• [Task brief]: Starting with the first line of the material, reproduce exactly each line up to and including the one that contains "Prove it: the evergreen", leaving out every picture.

#### Supplied material

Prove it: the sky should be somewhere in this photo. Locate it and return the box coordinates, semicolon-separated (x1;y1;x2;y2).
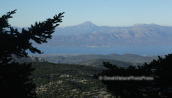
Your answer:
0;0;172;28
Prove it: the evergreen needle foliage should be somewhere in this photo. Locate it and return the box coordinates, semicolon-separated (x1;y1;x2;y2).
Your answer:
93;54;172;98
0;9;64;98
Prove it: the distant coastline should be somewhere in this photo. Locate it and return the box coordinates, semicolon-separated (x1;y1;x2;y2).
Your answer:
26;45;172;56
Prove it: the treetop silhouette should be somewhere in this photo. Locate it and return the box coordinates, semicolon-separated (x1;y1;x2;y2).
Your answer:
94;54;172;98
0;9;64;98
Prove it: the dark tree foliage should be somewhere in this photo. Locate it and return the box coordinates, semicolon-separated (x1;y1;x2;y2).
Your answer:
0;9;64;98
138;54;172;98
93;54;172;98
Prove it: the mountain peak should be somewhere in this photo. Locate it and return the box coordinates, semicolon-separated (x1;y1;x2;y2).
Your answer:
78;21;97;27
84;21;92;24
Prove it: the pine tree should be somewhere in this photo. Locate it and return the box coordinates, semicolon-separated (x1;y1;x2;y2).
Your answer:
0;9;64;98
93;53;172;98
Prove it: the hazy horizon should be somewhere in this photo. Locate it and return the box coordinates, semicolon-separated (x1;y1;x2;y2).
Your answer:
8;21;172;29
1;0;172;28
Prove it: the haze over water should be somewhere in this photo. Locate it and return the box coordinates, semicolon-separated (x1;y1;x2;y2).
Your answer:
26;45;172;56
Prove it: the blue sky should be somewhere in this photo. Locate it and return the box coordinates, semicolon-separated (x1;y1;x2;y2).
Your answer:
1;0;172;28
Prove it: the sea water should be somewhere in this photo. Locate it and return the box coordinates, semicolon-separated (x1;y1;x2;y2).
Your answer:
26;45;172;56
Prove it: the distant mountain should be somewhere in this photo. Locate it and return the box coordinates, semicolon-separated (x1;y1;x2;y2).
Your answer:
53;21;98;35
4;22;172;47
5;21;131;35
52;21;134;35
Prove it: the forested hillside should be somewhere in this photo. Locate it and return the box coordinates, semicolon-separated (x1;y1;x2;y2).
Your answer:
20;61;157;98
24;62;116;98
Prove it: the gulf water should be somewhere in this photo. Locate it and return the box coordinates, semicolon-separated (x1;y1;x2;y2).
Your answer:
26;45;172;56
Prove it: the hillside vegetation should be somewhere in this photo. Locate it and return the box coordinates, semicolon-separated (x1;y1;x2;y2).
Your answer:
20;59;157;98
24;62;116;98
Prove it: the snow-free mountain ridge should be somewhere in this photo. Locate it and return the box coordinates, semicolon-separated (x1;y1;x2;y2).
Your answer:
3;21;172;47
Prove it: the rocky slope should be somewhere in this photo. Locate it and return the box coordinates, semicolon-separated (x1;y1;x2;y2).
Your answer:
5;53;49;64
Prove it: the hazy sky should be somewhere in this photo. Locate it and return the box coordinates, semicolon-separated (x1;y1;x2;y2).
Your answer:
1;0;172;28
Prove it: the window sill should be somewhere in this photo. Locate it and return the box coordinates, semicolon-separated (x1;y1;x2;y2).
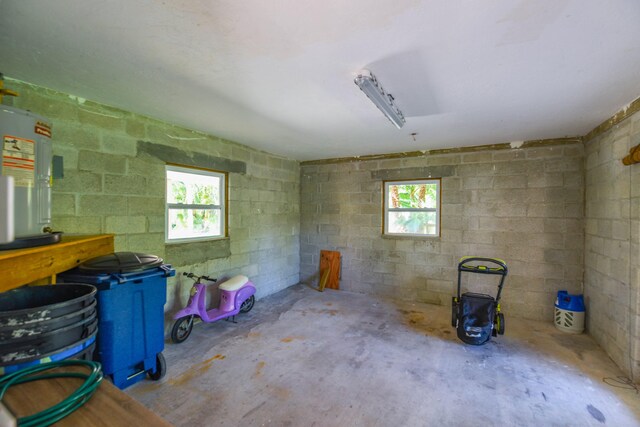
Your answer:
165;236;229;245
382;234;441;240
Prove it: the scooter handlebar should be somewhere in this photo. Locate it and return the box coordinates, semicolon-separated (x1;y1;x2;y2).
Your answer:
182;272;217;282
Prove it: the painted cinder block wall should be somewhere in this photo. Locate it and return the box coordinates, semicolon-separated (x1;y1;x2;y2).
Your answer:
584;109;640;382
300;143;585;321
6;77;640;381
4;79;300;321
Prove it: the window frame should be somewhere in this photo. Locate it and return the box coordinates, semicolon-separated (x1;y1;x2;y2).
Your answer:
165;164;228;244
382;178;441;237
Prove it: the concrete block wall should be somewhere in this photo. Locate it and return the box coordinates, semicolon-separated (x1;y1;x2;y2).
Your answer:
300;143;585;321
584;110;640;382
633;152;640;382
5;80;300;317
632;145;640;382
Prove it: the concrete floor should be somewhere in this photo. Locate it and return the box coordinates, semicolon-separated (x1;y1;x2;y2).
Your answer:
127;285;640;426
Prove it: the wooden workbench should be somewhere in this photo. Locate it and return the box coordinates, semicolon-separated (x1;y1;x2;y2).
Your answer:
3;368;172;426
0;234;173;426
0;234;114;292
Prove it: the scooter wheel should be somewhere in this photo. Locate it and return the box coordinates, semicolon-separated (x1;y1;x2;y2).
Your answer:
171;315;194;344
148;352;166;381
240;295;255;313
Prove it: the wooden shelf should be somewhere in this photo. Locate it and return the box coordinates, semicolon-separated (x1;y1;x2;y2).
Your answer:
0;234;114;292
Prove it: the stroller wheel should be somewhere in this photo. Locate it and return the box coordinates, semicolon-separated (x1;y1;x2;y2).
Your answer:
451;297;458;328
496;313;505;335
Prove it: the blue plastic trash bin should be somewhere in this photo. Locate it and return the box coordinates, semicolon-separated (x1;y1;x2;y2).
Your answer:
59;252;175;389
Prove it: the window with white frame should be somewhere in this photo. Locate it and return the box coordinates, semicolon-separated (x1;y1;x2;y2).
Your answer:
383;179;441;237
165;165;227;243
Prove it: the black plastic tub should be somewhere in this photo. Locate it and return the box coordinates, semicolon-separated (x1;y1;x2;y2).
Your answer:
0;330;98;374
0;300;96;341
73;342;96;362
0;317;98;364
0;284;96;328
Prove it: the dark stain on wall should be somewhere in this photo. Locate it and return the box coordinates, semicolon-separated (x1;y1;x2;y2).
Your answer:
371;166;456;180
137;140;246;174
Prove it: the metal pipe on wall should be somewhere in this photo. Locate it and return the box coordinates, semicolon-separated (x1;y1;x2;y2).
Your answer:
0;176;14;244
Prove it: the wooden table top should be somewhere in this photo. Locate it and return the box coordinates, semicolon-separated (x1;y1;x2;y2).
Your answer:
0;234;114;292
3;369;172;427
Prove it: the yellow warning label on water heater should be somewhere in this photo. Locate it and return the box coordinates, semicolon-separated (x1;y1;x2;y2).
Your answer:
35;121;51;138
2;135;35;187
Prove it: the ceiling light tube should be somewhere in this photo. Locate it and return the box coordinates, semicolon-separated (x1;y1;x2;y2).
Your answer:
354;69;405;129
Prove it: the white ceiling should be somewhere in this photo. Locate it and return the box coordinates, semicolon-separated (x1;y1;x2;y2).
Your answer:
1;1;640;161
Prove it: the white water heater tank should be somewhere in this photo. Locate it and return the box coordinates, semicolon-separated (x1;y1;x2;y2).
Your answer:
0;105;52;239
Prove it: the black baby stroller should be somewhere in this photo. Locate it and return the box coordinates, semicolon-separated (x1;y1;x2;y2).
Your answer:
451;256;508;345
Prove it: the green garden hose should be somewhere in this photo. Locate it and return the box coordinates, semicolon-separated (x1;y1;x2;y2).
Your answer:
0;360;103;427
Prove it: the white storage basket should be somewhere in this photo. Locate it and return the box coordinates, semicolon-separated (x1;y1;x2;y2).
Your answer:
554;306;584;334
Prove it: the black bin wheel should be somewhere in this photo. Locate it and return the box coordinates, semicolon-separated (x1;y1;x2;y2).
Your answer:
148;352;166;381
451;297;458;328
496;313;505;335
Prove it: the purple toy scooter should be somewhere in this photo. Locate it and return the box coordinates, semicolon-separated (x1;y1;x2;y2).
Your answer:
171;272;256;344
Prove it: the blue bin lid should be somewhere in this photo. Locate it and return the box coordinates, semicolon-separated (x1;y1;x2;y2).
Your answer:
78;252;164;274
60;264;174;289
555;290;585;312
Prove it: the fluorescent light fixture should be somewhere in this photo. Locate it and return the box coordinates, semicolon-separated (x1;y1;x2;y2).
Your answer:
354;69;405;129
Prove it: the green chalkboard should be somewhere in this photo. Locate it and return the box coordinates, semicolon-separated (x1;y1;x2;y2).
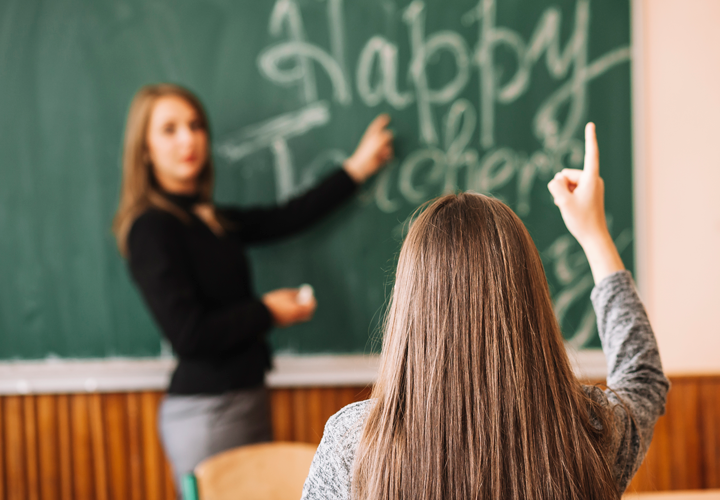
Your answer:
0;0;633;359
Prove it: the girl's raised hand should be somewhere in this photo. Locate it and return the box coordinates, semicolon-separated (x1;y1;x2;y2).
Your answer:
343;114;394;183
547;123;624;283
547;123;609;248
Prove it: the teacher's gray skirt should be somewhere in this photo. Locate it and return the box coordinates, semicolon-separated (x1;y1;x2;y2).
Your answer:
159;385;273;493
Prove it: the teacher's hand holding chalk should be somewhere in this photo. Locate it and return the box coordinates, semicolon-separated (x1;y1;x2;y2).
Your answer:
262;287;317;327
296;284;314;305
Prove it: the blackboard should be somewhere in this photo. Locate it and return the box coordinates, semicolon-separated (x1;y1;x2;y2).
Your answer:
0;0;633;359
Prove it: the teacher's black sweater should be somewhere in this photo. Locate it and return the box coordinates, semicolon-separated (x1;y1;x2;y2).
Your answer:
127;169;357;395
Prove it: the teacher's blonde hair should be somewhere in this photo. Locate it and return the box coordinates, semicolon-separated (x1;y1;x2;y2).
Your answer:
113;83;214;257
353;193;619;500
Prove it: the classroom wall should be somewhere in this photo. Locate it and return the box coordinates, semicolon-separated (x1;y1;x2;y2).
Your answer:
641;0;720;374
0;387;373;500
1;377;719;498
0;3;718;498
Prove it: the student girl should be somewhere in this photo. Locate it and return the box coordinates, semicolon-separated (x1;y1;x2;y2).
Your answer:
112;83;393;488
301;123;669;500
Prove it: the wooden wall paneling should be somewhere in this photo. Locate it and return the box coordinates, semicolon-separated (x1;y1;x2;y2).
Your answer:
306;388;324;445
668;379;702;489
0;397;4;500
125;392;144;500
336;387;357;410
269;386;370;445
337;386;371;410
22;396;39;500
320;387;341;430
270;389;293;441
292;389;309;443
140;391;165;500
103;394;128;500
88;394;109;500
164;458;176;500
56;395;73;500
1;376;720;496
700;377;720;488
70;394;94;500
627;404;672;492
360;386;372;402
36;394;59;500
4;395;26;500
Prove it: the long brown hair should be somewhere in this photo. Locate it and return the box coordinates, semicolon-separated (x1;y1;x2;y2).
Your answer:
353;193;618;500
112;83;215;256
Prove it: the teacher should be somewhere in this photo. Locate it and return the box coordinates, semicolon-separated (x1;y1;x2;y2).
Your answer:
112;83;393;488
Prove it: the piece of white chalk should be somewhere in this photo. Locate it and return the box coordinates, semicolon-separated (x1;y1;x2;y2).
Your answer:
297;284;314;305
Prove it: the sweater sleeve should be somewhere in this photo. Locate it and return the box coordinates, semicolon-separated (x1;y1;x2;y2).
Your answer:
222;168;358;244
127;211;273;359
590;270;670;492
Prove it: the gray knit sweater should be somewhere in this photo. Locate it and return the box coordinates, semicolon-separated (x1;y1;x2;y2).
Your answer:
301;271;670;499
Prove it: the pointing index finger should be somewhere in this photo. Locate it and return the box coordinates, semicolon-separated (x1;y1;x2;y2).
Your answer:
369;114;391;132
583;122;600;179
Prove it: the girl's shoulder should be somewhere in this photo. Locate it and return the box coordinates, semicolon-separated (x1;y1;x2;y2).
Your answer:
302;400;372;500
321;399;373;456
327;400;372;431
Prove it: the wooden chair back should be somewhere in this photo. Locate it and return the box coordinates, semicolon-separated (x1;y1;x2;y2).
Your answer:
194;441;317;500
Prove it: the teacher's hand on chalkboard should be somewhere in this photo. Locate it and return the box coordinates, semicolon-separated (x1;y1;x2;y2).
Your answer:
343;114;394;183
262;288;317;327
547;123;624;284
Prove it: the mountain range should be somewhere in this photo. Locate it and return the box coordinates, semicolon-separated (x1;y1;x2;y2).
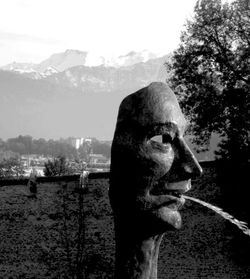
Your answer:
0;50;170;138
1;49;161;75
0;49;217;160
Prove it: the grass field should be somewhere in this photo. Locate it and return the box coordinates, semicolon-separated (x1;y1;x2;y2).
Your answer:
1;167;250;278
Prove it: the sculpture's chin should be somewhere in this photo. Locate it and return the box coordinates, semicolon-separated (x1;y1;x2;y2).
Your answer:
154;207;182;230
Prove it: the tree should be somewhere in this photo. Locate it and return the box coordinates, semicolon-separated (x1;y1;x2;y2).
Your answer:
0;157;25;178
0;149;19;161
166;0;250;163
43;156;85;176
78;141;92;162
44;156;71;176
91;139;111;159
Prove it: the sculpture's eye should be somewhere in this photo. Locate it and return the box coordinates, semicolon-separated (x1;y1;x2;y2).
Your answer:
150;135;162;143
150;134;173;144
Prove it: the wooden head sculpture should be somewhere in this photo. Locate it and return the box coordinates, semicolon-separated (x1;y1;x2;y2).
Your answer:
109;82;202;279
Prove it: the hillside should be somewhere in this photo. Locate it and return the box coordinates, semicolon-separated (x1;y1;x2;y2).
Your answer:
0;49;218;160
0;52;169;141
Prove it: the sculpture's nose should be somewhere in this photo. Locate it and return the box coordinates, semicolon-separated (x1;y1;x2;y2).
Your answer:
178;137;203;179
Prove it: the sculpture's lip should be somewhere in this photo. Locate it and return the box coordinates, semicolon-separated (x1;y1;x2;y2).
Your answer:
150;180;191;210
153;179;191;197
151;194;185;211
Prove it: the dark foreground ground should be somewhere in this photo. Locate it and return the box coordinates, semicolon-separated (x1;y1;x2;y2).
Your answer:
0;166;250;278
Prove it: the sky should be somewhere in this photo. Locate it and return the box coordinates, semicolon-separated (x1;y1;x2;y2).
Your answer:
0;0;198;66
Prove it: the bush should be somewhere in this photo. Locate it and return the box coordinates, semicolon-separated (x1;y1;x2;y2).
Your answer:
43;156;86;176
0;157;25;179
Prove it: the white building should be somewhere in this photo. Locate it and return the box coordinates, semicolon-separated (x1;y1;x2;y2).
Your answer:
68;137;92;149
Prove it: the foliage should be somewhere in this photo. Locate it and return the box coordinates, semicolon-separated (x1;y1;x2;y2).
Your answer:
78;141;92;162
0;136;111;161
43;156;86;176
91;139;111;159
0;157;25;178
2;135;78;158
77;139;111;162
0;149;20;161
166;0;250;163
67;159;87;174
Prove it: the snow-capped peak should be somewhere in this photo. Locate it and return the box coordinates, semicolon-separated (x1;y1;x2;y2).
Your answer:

########

• [Your solution]:
Prove it: the sky should be somewhere in this photo. Locate it and return the box coordinates, semicolon-separated (x1;y1;x2;y2).
Your answer:
0;0;172;28
Prove it: the evergreen needle foliage should be somewhere in this photo. Locate it and return the box coordinates, semicolon-separated (x1;y1;x2;y2).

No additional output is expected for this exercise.